Rewrite the records below with every "locate" replaced by "find" and everything else left unchanged.

▸ RECORDS SUPPLIED
═══

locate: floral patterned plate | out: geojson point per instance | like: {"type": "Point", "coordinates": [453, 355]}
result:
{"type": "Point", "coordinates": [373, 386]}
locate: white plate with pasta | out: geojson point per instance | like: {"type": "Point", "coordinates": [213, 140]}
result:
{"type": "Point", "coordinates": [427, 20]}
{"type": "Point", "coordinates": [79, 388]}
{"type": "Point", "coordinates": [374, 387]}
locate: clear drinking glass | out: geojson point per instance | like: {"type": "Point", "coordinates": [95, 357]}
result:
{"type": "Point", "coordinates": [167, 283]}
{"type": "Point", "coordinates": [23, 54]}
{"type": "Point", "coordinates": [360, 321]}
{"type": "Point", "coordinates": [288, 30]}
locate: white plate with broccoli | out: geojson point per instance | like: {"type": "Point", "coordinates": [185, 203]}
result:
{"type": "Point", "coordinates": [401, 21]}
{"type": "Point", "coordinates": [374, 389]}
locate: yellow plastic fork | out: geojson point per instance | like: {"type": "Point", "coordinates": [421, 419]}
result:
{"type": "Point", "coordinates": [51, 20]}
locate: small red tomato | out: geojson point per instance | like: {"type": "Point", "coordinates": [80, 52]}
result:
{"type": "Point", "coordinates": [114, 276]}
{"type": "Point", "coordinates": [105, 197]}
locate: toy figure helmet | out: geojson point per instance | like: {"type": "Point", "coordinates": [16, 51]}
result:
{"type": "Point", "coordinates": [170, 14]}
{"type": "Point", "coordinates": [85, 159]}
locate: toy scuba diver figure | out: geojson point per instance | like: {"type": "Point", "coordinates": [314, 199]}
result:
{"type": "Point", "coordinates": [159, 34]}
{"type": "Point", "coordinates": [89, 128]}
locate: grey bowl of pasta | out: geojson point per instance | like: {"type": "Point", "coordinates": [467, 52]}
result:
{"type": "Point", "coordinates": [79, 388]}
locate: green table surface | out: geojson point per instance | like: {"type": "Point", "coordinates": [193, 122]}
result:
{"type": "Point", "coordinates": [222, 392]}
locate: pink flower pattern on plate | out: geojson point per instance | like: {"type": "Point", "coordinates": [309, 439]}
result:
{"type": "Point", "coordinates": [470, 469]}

═══

▸ RESULT OF THE TASK
find: floral patterned plate | out: geojson point per instance | like: {"type": "Point", "coordinates": [453, 355]}
result:
{"type": "Point", "coordinates": [373, 386]}
find: white plate with pasta | out: geojson point per instance | like: {"type": "Point", "coordinates": [213, 140]}
result:
{"type": "Point", "coordinates": [427, 20]}
{"type": "Point", "coordinates": [79, 388]}
{"type": "Point", "coordinates": [374, 387]}
find: clear drinking glass | out: geojson point per instance | like: {"type": "Point", "coordinates": [95, 357]}
result:
{"type": "Point", "coordinates": [167, 283]}
{"type": "Point", "coordinates": [23, 54]}
{"type": "Point", "coordinates": [360, 321]}
{"type": "Point", "coordinates": [288, 30]}
find: white plate with broccoli | out: geojson point per instance | like: {"type": "Point", "coordinates": [185, 203]}
result:
{"type": "Point", "coordinates": [401, 21]}
{"type": "Point", "coordinates": [374, 389]}
find: yellow plastic fork | out: geojson point per instance | like: {"type": "Point", "coordinates": [421, 419]}
result:
{"type": "Point", "coordinates": [51, 20]}
find: small red tomato | out: geojson point per instance | like: {"type": "Point", "coordinates": [80, 52]}
result:
{"type": "Point", "coordinates": [114, 276]}
{"type": "Point", "coordinates": [105, 197]}
find: toy figure helmet | out: geojson point per instance | like: {"type": "Point", "coordinates": [16, 51]}
result:
{"type": "Point", "coordinates": [170, 14]}
{"type": "Point", "coordinates": [85, 159]}
find: toy scuba diver figure | out: geojson point per instance | like: {"type": "Point", "coordinates": [314, 199]}
result:
{"type": "Point", "coordinates": [159, 34]}
{"type": "Point", "coordinates": [89, 128]}
find: grey bowl of pasta | out: geojson point per instance | like: {"type": "Point", "coordinates": [467, 52]}
result:
{"type": "Point", "coordinates": [79, 388]}
find: green table surface | out: geojson point per instance | like: {"type": "Point", "coordinates": [193, 122]}
result:
{"type": "Point", "coordinates": [222, 392]}
find: pink flower pattern on plate | out: geojson point per instance | like: {"type": "Point", "coordinates": [309, 439]}
result:
{"type": "Point", "coordinates": [470, 469]}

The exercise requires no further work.